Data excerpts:

>>>

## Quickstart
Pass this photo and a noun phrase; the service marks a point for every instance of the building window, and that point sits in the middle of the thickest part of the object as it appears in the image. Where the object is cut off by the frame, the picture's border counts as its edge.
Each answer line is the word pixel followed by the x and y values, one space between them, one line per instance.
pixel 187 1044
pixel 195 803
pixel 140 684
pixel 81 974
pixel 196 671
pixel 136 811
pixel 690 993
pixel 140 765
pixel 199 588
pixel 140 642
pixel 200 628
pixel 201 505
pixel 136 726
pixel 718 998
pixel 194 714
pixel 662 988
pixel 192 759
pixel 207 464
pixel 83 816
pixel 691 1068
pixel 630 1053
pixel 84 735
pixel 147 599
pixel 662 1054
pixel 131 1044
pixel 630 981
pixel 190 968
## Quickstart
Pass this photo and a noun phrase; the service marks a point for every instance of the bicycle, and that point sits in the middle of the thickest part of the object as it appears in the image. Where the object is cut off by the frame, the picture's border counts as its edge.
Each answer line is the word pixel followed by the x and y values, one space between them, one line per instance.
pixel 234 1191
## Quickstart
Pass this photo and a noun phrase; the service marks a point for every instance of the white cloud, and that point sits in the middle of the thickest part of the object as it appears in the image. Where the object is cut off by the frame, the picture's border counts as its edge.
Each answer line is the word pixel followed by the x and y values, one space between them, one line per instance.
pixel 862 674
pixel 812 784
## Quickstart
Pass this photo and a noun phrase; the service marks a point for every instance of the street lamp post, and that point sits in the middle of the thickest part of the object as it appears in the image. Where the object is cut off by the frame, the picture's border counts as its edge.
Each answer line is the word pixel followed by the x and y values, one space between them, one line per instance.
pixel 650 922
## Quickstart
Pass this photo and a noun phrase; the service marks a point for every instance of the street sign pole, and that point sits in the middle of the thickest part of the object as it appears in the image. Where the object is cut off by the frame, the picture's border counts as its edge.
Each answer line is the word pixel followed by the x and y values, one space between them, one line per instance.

<<<

- PROBLEM DETAILS -
Output exactly the span of lines beginning at the first line of the records and ending at the line that holds "of the building", inclusive, with no other text.

- WRITTEN RESPONSE -
## Quickstart
Pass this photo and a noun phrase; the service marks a point for every instance of the building window, and that point sits in the middle of the thickest part of the object as it appears in the image. Where the object is cut off by the frame, the picture's border counts as its edge.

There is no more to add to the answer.